_REQUIRED WORK:_ Collect all lines from the listing that include the string "unopened".

_AVAILABLE DATA:_

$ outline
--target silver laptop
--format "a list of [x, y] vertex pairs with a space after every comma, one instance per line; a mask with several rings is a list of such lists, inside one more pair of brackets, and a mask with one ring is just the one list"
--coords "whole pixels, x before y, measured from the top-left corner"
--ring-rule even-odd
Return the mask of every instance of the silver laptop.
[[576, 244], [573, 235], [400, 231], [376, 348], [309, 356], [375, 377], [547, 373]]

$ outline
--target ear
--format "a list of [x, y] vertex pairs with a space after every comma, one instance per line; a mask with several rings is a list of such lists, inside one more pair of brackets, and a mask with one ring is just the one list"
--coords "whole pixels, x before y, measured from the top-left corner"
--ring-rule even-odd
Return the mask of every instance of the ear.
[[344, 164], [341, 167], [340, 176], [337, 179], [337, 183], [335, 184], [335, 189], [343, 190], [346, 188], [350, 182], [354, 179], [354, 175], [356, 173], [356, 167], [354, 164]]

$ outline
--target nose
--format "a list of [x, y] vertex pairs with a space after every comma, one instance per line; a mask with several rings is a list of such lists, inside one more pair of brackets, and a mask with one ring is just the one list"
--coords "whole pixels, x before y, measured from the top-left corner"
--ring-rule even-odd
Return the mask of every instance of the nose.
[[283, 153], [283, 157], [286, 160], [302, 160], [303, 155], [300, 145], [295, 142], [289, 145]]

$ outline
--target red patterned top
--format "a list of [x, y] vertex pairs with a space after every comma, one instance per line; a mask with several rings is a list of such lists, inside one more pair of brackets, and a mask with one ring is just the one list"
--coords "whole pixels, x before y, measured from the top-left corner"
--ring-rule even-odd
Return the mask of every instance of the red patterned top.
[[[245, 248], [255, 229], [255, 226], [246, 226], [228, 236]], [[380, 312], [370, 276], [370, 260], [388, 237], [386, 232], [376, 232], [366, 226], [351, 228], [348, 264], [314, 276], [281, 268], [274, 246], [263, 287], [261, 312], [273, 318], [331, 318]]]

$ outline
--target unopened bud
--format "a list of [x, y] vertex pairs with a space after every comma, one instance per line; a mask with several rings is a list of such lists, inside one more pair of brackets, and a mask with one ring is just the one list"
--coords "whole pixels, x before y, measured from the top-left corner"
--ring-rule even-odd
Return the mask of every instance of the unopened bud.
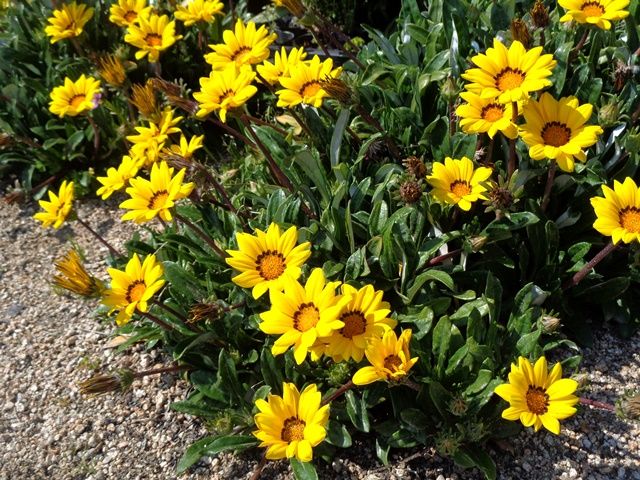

_ANSWER SPACE:_
--target unopened bud
Return the mask of every instance of the unopened bud.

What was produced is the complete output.